Jawab singkat tiga pertanyaan berikut berdasarkan teks sumber.
(a) Sejak kapan air langit turun?
(b) Sejak kapan tokoh "aku" dan "kau" bertemu hari itu?
(c) Kapan senyuman itu selalu diciptakan oleh "kau"?

**TEKS SUMBER:**

◇ ◇ ◇ ◇ ◇ ◇ ◇

Udara
dan angin mulai melumpuhkan nadi dan mencoba membekukan darahku. Air langit
yang turun sejak tadi siang membuatku sedikit berjaga sore ini. Mungkin juga
karena seseorang jauh disana yang ku harapkan kehadirannya hari ini tak kunjung
datang menemuiku. Tak ada senyuman. Aku mengharapkannya. Aku merindukannya. Namun
ternyata hingga kini pun ia tak ada.
Senyuman
yang ku harapkan dari seorang yang ku kira kehadirannya hari ini, ternyata digantikan
oleh seorang yang lain. Kau. Kau yang ternyata mampu membuatku tersenyum dan
melupakan keresahanku pada seseorang yang tak kunjung datang padaku. Sejak pagi
kita bertemu, kau membawa suasana hangat yang membuatku tak bosan mendengarmu. Tertawa
di sela pekerjaan yang menyibukkan masing-masing diri kita, gurauan yang
membuatku tak henti memperhatikan tingkah lucumu, dan senyuman yang selalu kau
ciptakan saat aku merasa lelah.

◇ ◇ ◇ ◇ ◇ ◇ ◇

**DAFTAR DATA:**
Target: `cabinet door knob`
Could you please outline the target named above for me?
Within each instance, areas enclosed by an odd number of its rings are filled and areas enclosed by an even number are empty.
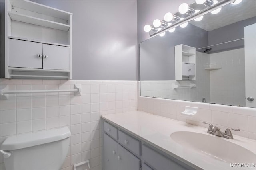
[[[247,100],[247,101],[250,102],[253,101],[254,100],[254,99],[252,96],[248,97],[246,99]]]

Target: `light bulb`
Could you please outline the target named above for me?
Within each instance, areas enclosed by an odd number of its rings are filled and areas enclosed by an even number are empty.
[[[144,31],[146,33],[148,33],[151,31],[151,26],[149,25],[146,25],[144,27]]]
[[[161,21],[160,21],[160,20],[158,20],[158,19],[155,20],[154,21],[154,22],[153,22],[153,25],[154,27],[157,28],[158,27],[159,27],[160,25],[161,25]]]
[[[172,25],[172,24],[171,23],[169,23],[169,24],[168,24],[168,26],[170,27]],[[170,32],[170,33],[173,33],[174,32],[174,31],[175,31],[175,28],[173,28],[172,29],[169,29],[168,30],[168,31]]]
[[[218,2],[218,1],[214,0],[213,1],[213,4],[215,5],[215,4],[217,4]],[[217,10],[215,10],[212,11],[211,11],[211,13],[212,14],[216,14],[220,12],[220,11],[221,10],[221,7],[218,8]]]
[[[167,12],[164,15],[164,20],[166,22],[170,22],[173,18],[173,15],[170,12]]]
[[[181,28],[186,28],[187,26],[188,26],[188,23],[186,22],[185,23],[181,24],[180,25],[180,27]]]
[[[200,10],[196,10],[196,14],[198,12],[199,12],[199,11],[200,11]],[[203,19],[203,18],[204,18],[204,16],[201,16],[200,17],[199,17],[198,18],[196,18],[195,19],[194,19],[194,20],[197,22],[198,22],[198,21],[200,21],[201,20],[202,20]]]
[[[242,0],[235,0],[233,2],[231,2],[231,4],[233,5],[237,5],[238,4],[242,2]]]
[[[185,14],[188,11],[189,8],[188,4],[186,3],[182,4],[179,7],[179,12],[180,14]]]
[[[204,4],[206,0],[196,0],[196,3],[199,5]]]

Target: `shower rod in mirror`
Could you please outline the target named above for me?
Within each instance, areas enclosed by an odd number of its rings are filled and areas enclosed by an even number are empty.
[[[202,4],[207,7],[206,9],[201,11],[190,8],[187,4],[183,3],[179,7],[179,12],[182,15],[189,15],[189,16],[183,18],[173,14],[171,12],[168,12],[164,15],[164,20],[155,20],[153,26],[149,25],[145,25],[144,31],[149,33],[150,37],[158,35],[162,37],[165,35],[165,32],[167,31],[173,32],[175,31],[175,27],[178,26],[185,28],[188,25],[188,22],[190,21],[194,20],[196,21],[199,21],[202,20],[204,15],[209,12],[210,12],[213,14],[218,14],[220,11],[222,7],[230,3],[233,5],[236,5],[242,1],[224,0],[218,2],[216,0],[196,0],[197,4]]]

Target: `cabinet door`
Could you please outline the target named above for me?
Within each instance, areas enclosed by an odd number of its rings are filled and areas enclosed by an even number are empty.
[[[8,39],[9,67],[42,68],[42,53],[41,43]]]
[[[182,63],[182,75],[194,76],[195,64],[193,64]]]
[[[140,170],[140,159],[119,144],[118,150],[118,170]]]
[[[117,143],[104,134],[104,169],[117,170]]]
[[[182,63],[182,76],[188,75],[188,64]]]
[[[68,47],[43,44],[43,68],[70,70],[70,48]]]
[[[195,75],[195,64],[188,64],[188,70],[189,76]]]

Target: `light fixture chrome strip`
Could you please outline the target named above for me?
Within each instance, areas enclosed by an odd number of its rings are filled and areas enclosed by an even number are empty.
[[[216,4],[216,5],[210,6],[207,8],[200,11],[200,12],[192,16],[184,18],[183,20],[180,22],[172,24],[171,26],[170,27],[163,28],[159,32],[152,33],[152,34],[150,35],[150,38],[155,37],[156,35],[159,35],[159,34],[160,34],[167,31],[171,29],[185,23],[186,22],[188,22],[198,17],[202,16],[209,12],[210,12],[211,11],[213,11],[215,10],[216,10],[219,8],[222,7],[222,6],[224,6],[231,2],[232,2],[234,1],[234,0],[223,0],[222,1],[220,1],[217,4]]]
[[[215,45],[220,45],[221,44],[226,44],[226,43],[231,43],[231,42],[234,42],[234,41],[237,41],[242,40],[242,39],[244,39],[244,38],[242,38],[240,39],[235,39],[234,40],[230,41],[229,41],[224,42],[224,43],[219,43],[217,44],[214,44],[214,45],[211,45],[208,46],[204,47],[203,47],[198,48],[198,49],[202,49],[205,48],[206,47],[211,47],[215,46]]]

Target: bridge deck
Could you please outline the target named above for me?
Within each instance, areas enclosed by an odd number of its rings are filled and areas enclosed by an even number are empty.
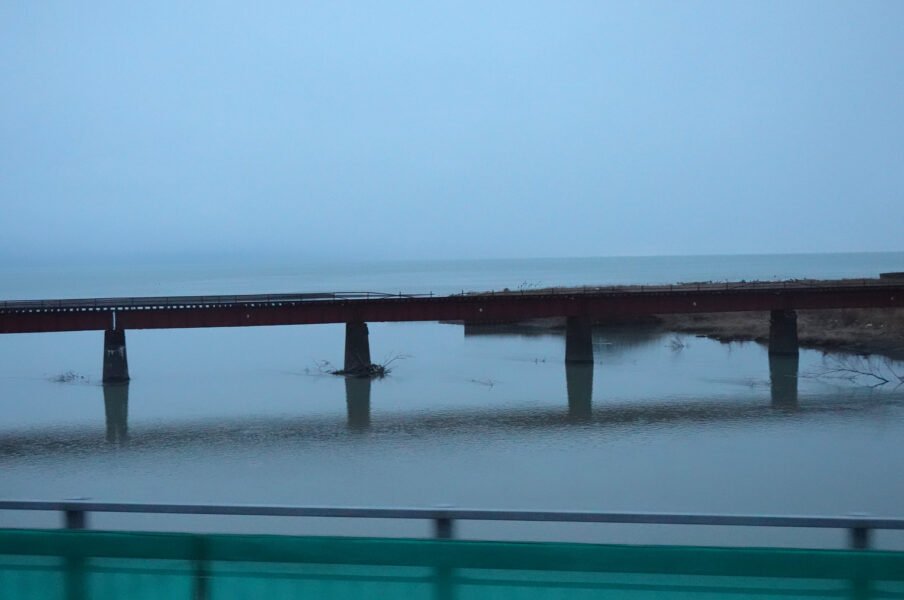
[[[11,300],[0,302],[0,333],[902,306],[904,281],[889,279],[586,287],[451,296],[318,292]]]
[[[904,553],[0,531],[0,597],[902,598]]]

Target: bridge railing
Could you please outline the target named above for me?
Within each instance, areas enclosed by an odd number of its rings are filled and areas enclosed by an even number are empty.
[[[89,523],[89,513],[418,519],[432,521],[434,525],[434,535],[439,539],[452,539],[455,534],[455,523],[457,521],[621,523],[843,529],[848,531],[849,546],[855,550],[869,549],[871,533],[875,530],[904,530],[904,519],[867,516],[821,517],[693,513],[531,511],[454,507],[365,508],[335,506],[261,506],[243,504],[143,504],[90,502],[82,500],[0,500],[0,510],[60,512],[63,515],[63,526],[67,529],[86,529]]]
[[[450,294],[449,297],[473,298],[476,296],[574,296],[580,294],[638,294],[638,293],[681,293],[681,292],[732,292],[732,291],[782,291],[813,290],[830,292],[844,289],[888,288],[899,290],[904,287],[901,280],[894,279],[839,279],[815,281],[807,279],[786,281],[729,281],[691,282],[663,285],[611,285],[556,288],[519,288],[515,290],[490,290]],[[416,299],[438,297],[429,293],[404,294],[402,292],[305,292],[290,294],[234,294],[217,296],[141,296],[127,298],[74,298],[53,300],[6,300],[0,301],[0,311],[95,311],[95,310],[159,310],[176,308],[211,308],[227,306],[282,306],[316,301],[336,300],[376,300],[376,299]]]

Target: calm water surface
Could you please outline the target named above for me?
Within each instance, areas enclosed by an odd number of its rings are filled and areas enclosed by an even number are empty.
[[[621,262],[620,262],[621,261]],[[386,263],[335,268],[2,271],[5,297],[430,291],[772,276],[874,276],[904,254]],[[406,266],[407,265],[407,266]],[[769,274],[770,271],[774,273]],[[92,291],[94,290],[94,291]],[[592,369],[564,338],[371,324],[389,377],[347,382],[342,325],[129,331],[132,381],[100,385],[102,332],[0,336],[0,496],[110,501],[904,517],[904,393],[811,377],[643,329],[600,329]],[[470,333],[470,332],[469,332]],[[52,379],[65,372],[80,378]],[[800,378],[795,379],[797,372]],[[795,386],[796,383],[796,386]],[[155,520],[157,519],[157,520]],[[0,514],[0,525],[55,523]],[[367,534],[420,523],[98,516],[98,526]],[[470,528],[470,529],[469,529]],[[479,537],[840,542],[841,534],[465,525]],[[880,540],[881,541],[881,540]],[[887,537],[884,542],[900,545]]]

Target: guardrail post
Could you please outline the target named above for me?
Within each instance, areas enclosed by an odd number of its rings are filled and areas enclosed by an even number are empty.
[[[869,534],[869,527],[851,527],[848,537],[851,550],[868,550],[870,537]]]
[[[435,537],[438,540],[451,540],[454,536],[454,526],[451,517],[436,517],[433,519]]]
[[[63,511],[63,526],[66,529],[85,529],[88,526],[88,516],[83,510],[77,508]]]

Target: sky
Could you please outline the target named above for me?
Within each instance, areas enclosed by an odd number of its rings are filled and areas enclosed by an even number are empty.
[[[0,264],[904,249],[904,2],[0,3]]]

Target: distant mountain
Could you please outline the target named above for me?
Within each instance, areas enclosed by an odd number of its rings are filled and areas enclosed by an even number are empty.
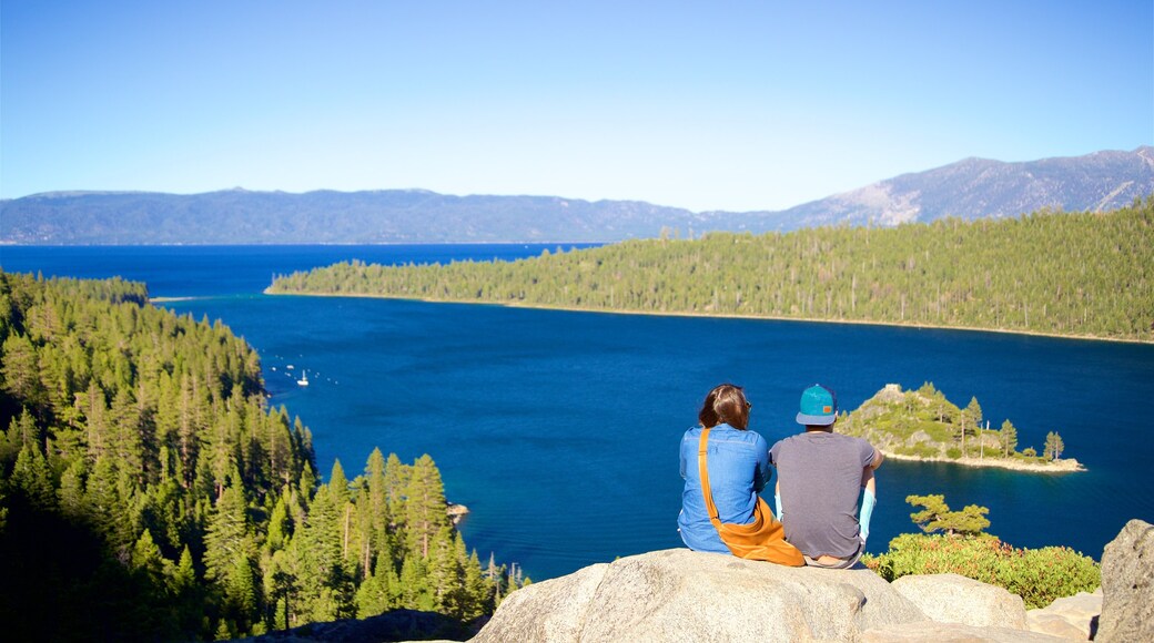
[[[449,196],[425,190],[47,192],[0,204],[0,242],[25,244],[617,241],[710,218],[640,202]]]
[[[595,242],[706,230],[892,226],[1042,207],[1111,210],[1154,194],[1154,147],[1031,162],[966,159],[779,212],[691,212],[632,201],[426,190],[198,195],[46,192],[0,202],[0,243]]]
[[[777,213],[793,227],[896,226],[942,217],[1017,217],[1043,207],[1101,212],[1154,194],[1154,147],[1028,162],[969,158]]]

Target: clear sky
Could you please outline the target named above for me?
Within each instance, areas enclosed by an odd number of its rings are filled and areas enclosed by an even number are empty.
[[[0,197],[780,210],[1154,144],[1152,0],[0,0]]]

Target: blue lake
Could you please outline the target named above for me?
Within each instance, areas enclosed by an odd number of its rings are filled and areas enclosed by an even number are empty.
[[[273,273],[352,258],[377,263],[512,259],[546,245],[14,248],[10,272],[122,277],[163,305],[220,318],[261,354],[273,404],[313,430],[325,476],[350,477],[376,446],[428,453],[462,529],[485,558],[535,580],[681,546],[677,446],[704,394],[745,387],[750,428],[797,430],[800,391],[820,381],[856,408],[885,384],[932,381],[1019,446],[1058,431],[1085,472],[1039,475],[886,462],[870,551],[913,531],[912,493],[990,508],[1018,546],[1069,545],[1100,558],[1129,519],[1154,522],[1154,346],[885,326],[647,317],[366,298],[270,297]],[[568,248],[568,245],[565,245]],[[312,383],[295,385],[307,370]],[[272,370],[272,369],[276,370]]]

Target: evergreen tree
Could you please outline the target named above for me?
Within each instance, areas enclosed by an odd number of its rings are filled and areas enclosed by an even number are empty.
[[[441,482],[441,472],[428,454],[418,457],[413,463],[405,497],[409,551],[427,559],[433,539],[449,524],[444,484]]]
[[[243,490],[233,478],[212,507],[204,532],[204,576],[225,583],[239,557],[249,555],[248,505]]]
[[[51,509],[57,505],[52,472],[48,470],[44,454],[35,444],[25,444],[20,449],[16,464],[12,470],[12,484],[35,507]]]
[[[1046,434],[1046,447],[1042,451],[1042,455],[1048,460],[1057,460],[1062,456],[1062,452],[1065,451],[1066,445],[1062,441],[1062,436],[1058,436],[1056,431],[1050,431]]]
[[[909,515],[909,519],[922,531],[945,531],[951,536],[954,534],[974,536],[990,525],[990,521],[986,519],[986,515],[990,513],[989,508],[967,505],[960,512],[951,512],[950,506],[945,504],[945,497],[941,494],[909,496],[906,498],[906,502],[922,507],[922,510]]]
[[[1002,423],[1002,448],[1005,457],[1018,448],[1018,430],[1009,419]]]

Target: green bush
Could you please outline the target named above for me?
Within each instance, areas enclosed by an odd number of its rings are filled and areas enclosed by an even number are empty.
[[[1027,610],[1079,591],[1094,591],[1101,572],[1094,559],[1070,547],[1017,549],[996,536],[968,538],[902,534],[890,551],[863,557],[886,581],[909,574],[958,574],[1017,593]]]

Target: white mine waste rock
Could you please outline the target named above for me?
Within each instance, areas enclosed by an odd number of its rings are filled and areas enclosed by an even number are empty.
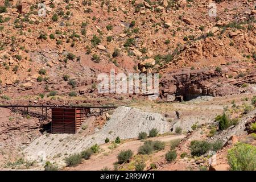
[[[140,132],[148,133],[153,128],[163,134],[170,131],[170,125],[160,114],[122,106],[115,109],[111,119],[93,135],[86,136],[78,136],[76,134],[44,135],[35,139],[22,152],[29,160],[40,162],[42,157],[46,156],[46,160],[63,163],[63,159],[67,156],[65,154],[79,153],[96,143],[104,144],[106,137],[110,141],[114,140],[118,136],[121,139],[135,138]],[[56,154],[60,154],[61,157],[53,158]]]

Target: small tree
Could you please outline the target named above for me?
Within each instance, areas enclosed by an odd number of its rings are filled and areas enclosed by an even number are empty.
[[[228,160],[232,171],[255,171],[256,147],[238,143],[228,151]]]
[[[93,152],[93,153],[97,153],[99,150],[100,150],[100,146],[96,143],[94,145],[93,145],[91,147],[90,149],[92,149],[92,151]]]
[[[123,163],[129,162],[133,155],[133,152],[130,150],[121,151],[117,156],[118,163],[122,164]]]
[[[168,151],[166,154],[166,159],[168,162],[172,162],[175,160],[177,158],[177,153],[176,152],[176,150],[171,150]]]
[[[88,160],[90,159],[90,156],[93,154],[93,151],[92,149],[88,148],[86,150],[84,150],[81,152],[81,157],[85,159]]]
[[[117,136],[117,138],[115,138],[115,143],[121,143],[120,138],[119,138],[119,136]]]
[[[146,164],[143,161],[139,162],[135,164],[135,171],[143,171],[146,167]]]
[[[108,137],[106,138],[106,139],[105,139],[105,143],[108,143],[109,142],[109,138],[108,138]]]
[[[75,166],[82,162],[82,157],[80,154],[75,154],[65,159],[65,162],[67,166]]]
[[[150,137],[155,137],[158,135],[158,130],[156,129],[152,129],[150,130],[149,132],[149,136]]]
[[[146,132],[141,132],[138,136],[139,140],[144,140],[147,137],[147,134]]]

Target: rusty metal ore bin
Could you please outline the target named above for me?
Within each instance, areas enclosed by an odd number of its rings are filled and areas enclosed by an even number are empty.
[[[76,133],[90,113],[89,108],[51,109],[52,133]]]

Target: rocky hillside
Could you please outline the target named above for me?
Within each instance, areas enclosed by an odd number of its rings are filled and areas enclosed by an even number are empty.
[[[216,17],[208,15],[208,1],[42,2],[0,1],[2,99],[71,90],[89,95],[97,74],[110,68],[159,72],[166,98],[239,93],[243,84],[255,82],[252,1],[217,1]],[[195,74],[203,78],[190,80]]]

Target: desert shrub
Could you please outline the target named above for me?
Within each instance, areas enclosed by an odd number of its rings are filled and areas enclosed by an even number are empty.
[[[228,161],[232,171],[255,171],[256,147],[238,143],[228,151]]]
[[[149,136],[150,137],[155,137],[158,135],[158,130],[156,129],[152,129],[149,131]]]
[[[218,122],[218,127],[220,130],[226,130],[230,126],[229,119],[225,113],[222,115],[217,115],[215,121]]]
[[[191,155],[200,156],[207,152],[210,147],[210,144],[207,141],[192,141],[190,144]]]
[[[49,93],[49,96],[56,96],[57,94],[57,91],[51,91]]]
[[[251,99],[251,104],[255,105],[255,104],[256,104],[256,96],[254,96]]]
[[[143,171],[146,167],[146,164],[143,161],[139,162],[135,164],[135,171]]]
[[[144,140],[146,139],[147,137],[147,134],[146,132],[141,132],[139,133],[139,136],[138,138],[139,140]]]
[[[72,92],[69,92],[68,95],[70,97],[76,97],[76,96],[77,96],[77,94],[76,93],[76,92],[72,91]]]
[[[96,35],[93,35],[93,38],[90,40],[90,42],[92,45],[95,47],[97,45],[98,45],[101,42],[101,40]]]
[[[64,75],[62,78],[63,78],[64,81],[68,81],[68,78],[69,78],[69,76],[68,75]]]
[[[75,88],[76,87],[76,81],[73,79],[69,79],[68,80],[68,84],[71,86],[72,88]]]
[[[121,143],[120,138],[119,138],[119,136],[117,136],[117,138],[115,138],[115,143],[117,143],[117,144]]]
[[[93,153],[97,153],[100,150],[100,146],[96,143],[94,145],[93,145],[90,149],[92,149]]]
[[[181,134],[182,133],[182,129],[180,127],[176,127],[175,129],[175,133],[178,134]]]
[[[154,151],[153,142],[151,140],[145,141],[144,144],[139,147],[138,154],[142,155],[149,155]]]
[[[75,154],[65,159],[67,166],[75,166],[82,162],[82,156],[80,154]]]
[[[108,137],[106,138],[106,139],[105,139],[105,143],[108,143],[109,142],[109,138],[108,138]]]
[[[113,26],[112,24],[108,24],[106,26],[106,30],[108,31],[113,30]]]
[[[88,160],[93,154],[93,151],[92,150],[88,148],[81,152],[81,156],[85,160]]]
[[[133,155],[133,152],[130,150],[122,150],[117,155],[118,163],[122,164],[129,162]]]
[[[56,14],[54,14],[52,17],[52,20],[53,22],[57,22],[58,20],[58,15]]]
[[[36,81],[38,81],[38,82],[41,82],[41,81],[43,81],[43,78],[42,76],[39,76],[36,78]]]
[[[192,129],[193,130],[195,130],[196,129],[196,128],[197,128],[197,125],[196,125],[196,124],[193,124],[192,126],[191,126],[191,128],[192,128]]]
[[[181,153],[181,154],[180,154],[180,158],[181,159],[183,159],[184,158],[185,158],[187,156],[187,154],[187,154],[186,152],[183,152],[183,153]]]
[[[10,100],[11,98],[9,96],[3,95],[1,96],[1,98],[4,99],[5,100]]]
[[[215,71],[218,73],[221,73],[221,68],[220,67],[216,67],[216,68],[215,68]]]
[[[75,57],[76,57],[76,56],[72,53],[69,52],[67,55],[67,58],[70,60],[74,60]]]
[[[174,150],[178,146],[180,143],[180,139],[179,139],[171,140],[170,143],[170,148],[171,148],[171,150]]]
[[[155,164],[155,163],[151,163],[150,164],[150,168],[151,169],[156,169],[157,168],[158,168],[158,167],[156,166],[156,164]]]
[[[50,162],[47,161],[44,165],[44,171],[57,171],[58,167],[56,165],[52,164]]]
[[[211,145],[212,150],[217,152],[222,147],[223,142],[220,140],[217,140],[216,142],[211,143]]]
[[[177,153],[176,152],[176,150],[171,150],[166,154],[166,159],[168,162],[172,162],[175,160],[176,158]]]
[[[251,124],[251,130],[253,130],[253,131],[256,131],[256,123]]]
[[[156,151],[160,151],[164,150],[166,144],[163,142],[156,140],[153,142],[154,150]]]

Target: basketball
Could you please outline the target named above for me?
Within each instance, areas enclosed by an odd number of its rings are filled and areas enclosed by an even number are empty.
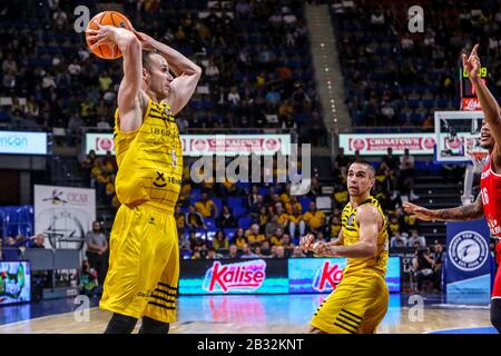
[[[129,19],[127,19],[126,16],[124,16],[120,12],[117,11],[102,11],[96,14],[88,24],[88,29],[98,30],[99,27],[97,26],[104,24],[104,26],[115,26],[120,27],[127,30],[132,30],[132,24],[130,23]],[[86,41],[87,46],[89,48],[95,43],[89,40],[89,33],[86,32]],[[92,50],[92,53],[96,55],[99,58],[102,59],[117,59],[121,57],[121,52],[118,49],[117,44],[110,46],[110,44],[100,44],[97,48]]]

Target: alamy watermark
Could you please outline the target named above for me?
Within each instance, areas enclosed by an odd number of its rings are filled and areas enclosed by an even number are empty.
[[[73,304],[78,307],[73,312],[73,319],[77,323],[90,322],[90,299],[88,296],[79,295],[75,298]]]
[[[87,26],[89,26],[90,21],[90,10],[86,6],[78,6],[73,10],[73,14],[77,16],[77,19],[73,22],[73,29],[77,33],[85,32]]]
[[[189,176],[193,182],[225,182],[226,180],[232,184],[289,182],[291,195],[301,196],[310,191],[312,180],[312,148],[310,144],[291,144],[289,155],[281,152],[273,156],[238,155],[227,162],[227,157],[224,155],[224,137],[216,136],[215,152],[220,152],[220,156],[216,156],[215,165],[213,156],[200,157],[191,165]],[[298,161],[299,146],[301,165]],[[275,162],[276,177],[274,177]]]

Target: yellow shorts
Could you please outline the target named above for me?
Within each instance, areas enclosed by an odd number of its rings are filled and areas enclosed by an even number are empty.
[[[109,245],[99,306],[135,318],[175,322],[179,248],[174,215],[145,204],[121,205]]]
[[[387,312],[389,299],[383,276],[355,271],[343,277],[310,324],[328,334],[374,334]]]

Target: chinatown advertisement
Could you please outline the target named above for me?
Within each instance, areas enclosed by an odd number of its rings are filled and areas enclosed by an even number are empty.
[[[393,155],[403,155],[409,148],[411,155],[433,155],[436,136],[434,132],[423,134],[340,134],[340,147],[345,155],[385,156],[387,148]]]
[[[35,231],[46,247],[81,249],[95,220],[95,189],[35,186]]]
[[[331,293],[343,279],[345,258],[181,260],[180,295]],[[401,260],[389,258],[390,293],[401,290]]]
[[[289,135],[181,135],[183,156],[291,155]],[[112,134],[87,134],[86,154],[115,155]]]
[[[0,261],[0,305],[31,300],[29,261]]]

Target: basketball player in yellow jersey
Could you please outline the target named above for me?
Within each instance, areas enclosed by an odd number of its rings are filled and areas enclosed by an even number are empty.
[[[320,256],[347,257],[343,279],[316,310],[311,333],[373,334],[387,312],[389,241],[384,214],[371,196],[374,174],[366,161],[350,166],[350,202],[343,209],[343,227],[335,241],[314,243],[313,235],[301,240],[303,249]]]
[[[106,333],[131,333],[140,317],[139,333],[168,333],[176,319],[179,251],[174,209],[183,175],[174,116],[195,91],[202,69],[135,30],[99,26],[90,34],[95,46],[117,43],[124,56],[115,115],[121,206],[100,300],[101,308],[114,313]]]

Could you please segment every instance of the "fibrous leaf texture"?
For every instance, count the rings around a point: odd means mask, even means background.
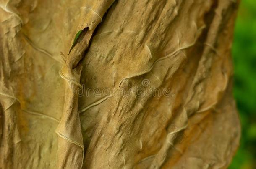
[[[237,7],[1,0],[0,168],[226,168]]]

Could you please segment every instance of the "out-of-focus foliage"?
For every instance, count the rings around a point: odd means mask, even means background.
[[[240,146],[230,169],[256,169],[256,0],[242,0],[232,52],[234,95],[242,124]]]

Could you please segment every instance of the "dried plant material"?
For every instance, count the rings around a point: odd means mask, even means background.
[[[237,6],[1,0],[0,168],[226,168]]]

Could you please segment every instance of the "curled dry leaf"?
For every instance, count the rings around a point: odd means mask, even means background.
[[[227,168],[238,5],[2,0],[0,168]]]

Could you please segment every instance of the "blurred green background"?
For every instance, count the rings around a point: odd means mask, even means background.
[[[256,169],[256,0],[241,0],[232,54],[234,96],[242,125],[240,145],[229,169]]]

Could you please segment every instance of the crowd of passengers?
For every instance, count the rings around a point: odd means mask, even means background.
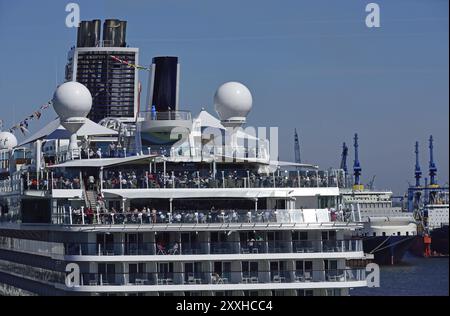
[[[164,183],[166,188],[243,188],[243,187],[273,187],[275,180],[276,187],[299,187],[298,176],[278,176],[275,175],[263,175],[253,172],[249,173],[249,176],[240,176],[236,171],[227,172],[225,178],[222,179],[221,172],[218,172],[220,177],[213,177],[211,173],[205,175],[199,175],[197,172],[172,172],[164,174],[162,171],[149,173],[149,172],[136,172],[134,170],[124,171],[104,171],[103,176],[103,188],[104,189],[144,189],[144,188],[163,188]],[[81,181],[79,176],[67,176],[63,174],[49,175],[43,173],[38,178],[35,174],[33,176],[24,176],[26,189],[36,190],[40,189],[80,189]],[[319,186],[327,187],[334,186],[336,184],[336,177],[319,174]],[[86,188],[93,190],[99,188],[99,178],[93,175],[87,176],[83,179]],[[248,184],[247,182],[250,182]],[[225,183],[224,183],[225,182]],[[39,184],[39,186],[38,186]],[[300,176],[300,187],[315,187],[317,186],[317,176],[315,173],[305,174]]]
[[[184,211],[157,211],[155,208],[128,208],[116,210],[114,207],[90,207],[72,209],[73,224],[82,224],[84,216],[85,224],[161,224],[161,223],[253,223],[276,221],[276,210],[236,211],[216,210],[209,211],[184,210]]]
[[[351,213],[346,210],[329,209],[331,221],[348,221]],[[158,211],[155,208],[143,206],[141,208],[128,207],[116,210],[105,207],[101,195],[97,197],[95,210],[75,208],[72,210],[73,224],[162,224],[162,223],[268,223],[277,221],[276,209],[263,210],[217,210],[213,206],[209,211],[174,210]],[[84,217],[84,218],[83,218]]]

◇ ◇ ◇ ◇ ◇ ◇ ◇

**JAWABAN TUGAS:**
(a) Sejak tadi siang.
(b) Sejak pagi.
(c) Saat tokoh "aku" merasa lelah.